Exercise ▸
The following data needs to be repeated exactly, with all images excluded.

Records for this task ▸
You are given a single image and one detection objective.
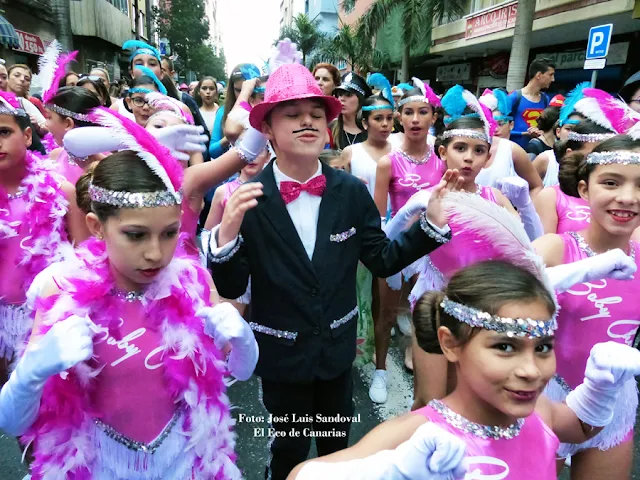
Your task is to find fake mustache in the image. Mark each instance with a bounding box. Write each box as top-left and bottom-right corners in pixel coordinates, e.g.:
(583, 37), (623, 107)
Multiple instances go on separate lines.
(293, 128), (320, 134)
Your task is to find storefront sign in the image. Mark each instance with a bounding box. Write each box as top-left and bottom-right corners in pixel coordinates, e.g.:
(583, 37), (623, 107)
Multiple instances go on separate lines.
(436, 63), (471, 83)
(536, 42), (629, 70)
(13, 30), (45, 56)
(465, 1), (518, 39)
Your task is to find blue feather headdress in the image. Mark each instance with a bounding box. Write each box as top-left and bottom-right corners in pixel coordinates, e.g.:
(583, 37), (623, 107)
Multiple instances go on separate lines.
(123, 40), (161, 62)
(559, 82), (589, 126)
(397, 83), (413, 93)
(442, 85), (468, 121)
(365, 73), (394, 109)
(134, 65), (167, 95)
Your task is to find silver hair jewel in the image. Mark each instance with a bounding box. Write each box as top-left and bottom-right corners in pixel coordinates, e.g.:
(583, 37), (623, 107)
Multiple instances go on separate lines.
(0, 106), (28, 117)
(397, 95), (429, 109)
(45, 103), (90, 122)
(88, 184), (183, 208)
(441, 129), (489, 143)
(566, 131), (615, 143)
(441, 296), (557, 338)
(585, 151), (640, 166)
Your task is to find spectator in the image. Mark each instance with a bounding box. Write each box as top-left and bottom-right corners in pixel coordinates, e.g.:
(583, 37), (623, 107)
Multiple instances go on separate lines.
(7, 64), (48, 153)
(0, 62), (7, 91)
(508, 57), (555, 148)
(619, 70), (640, 113)
(59, 71), (80, 88)
(526, 106), (560, 159)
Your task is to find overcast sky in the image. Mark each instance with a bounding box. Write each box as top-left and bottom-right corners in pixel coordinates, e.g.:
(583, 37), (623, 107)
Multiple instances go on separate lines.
(219, 0), (282, 75)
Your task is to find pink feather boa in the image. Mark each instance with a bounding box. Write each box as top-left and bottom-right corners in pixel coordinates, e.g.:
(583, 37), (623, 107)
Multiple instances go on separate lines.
(23, 238), (240, 479)
(41, 132), (60, 154)
(0, 150), (68, 293)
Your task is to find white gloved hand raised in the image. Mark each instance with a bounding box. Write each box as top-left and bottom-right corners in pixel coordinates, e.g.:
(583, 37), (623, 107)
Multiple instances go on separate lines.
(148, 124), (208, 162)
(383, 190), (431, 240)
(268, 38), (303, 73)
(234, 127), (268, 163)
(495, 176), (531, 209)
(197, 303), (258, 381)
(547, 249), (636, 293)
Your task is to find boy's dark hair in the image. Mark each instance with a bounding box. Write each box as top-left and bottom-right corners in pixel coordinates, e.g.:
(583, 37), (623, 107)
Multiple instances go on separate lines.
(529, 57), (555, 79)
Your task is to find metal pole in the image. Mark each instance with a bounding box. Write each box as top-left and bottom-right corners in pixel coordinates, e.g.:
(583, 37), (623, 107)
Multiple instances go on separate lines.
(590, 69), (598, 88)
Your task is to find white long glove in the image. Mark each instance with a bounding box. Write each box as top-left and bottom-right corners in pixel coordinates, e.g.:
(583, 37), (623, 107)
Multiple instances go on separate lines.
(383, 190), (432, 240)
(0, 315), (93, 436)
(63, 125), (208, 162)
(234, 126), (268, 163)
(296, 422), (467, 480)
(496, 176), (544, 241)
(268, 38), (303, 74)
(197, 303), (258, 381)
(546, 249), (636, 293)
(566, 342), (640, 427)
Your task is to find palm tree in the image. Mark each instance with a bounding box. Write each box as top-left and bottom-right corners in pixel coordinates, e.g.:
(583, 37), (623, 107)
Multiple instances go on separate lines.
(505, 1), (536, 91)
(276, 13), (327, 66)
(342, 0), (466, 81)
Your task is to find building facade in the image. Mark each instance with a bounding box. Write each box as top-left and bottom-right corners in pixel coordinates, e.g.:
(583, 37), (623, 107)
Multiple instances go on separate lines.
(307, 0), (339, 34)
(205, 0), (222, 54)
(280, 0), (307, 30)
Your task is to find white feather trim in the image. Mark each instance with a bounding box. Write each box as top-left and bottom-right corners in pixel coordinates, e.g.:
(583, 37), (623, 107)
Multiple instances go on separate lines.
(478, 93), (498, 112)
(461, 90), (491, 140)
(574, 98), (614, 132)
(35, 40), (62, 99)
(412, 77), (426, 97)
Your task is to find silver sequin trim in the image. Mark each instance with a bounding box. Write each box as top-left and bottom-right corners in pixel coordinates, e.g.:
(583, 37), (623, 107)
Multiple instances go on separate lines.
(249, 322), (298, 341)
(0, 107), (27, 117)
(89, 184), (183, 208)
(441, 129), (489, 143)
(93, 409), (181, 454)
(423, 255), (445, 285)
(208, 235), (243, 264)
(566, 131), (615, 143)
(553, 374), (572, 394)
(112, 288), (145, 302)
(45, 103), (91, 122)
(441, 296), (557, 338)
(330, 227), (356, 243)
(330, 305), (358, 330)
(397, 95), (429, 108)
(7, 189), (26, 200)
(419, 212), (450, 244)
(569, 231), (635, 261)
(340, 81), (366, 97)
(586, 151), (640, 166)
(65, 147), (88, 165)
(429, 399), (525, 440)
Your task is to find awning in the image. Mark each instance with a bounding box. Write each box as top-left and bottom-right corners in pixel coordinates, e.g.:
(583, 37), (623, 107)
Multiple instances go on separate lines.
(0, 15), (20, 49)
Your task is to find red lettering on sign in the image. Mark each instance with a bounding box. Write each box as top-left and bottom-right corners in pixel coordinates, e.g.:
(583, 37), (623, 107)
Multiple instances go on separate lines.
(13, 30), (45, 56)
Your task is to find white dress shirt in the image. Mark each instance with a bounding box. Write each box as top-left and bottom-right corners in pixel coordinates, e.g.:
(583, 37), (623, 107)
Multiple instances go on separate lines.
(210, 161), (324, 260)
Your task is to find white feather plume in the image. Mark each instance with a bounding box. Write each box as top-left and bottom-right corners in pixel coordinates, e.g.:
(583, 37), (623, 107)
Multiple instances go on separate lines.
(574, 98), (614, 132)
(479, 92), (497, 112)
(90, 108), (177, 194)
(412, 77), (426, 97)
(461, 89), (492, 140)
(443, 192), (556, 302)
(627, 122), (640, 141)
(35, 40), (62, 99)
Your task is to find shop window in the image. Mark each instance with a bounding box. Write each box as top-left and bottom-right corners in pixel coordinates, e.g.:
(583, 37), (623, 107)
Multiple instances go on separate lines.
(106, 0), (129, 15)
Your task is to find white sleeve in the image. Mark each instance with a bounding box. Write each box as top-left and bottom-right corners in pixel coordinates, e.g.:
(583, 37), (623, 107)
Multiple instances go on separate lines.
(21, 99), (46, 127)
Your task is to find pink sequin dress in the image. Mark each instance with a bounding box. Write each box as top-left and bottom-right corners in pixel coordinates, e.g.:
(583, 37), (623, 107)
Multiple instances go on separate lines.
(54, 149), (84, 185)
(415, 400), (559, 479)
(544, 231), (640, 455)
(553, 185), (590, 234)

Final answer ▸
You are given a single image and one detection objective.
Your task is to find fake mustache in the image. Mark each instance with a bounding box. Write each box as top-left and bottom-right corners in pixel coordinates, e.g.:
(583, 37), (623, 107)
Multiple instances go on separate lines.
(293, 128), (320, 134)
Your task is to find storefront sign in the image. Mark each instance with a bounding box. Write each box as top-left and bottom-right corners in pixel coordinates, e.g.:
(583, 37), (623, 107)
Multiple instances go on separate lines.
(436, 63), (471, 83)
(536, 42), (629, 70)
(13, 30), (45, 56)
(465, 1), (518, 39)
Your task is to find blue feather headdress in the image. Mark each instance with a bounding box. Write each box as top-left and bottom-right corners in pixel coordinates, e.g.:
(583, 37), (623, 107)
Multiple instances go on separate lines.
(123, 40), (161, 62)
(559, 82), (589, 126)
(397, 83), (413, 93)
(442, 85), (468, 121)
(365, 73), (394, 109)
(134, 65), (167, 95)
Your task is to find silver hair jewel in the image. Mark each instance with a bounding box. Write each box as top-left and bottom-right corners in pixel coordinates, e.g.:
(583, 37), (623, 107)
Multiple instances go on separate lines.
(0, 106), (28, 117)
(397, 95), (429, 109)
(45, 103), (90, 122)
(88, 184), (183, 208)
(441, 129), (489, 143)
(566, 131), (615, 143)
(441, 296), (557, 338)
(585, 151), (640, 166)
Your task is to find spectator in the image. Mark each instance with a bounding box. Write each box as top-left and bottom-right corners in pixel coordinates, e.g.:
(583, 37), (623, 107)
Multiple instances go on separate lines.
(7, 64), (48, 153)
(0, 62), (7, 91)
(508, 57), (555, 148)
(619, 70), (640, 113)
(59, 71), (80, 88)
(526, 106), (560, 159)
Your task is to find overcast sky in the image. Mark each instance with a bounding box. Write each box as top-left and bottom-right corners in pixel coordinates, e.g.:
(583, 37), (623, 107)
Multiple instances go on separate lines.
(219, 0), (282, 75)
Your task is to find pink feather boa in the image. Mark each instance with a bounding box. Write each box as top-left and bottom-right corners in pixel coordinates, e.g.:
(583, 37), (623, 107)
Multiple instances go on separate lines.
(23, 238), (240, 479)
(41, 132), (60, 154)
(0, 150), (68, 293)
Your task is to find white gloved hand raised in the image. Mark each instance with a bounding box. Write each box as top-left and bottom-right corners in pixel coordinates, e.g.:
(583, 37), (623, 107)
Multiple instances go on separate lines.
(148, 124), (208, 162)
(383, 190), (431, 240)
(268, 38), (303, 73)
(234, 127), (268, 163)
(495, 176), (531, 209)
(197, 303), (258, 381)
(547, 249), (636, 293)
Your task is to find boy's dark hair in the image. Mark each instance with a bounding box. Write each box as top-left and bottom-right corners in pixel coordinates, e.g.:
(583, 37), (623, 107)
Multiple instances go on separate lines.
(529, 57), (555, 79)
Your task is to find metal pole in the image. Mark each instance with a bounding box. Write each box as top-left and bottom-right corners in pixel coordinates, e.g.:
(583, 37), (623, 107)
Multiple instances go on separate lines.
(590, 69), (598, 88)
Your task is to find white long glove in the image. Mark each instance with a bounding box. Write each box as top-left and bottom-right corners in pixel coordinates, e.g.:
(583, 37), (623, 107)
Multiple instances go on separate lines.
(383, 190), (432, 240)
(0, 315), (93, 436)
(63, 125), (208, 162)
(234, 126), (268, 163)
(296, 422), (467, 480)
(496, 176), (544, 241)
(268, 38), (303, 74)
(197, 303), (258, 381)
(546, 249), (636, 293)
(566, 342), (640, 427)
Your task is to find palm tree in the image. Mark each instance with a bounding box. Write each box as top-left and bottom-right corners in pixel coordinates, e.g.:
(583, 37), (623, 107)
Multiple instances go on separate lines.
(505, 1), (536, 91)
(276, 13), (327, 66)
(342, 0), (466, 81)
Your task is to find building facade in the image. Mark each instance with a bounding box. Write each box as top-left and bottom-right corners in pixel coordinates, e.g.:
(583, 37), (623, 107)
Multiple instances go on separate lines.
(307, 0), (339, 34)
(205, 0), (222, 54)
(280, 0), (307, 30)
Your task is to find white feather trim in the image. Mark each instance with a bounding box. Write each box as top-left and bottom-right corners in pixel coordinates, e.g.:
(583, 37), (623, 107)
Multiple instances go on separate lines.
(478, 93), (498, 112)
(461, 90), (491, 140)
(574, 98), (614, 132)
(35, 40), (62, 99)
(412, 77), (426, 97)
Your task is to find silver sequin trim in the image. Mark each instance with a bounding box. Write each box as top-left and bottom-right corners in pixel coordinates, e.g.:
(583, 37), (623, 107)
Multiple instances go on separate lines.
(249, 322), (298, 341)
(0, 107), (27, 117)
(89, 184), (183, 208)
(441, 129), (489, 143)
(93, 409), (181, 454)
(423, 255), (445, 285)
(208, 235), (243, 264)
(566, 131), (615, 143)
(553, 374), (572, 394)
(112, 288), (145, 302)
(45, 103), (91, 122)
(441, 296), (557, 338)
(330, 227), (356, 243)
(330, 305), (358, 330)
(397, 95), (429, 108)
(7, 189), (26, 200)
(419, 212), (450, 244)
(569, 231), (635, 261)
(340, 81), (366, 97)
(586, 151), (640, 166)
(65, 147), (88, 165)
(429, 399), (525, 440)
Your task is to find awning in the image. Mark each instance with a bounding box. Write each box as top-left and bottom-right corners in pixel coordinates, e.g.:
(583, 37), (623, 107)
Multiple instances go on separate lines.
(0, 15), (20, 49)
Your task is to find red lettering on sign in the image. Mark each instance with a bounding box. Write each box as top-left and bottom-right corners in pixel coordinates, e.g.:
(583, 37), (623, 107)
Multiple instances go on separate lines.
(13, 30), (45, 56)
Your task is to find white dress shirt in the image. Mark each instance with a bounding box. Write each box as top-left and bottom-right corners in pixel coordinates, e.g.:
(583, 37), (623, 107)
Multiple instances go on separate lines.
(210, 161), (324, 260)
Your task is to find white feather plume in the image. Mark each instance with a bounding box. Write each box as top-left and bottom-right corners in pixel coordinates, e.g.:
(583, 37), (623, 107)
Multiple instances go on separate lines.
(574, 98), (614, 132)
(479, 92), (497, 112)
(90, 108), (177, 194)
(412, 77), (426, 97)
(461, 89), (492, 140)
(443, 192), (556, 302)
(627, 122), (640, 141)
(35, 40), (62, 99)
Your task is to find shop window in the image. Mark each instance with a bounding box. Write each box as top-left and bottom-right corners in pixel coordinates, e.g.:
(583, 37), (623, 107)
Multiple instances go on separate lines.
(106, 0), (129, 15)
Your task is to find white sleeve in the image. Mark each instance with a bounding box. Write each box as top-left and bottom-right corners in pixel coordinates, e.g.:
(583, 37), (623, 107)
Multiple instances go on separate lines.
(21, 99), (46, 127)
Your task is to find pink sequin dress in the image. Mark each instance with a bounding box. Write each box as top-left and bottom-right corners in pixel coordinates, e.g.:
(583, 37), (623, 107)
Multiple instances go on separate lines.
(54, 149), (84, 185)
(415, 400), (559, 479)
(544, 231), (640, 455)
(553, 185), (590, 234)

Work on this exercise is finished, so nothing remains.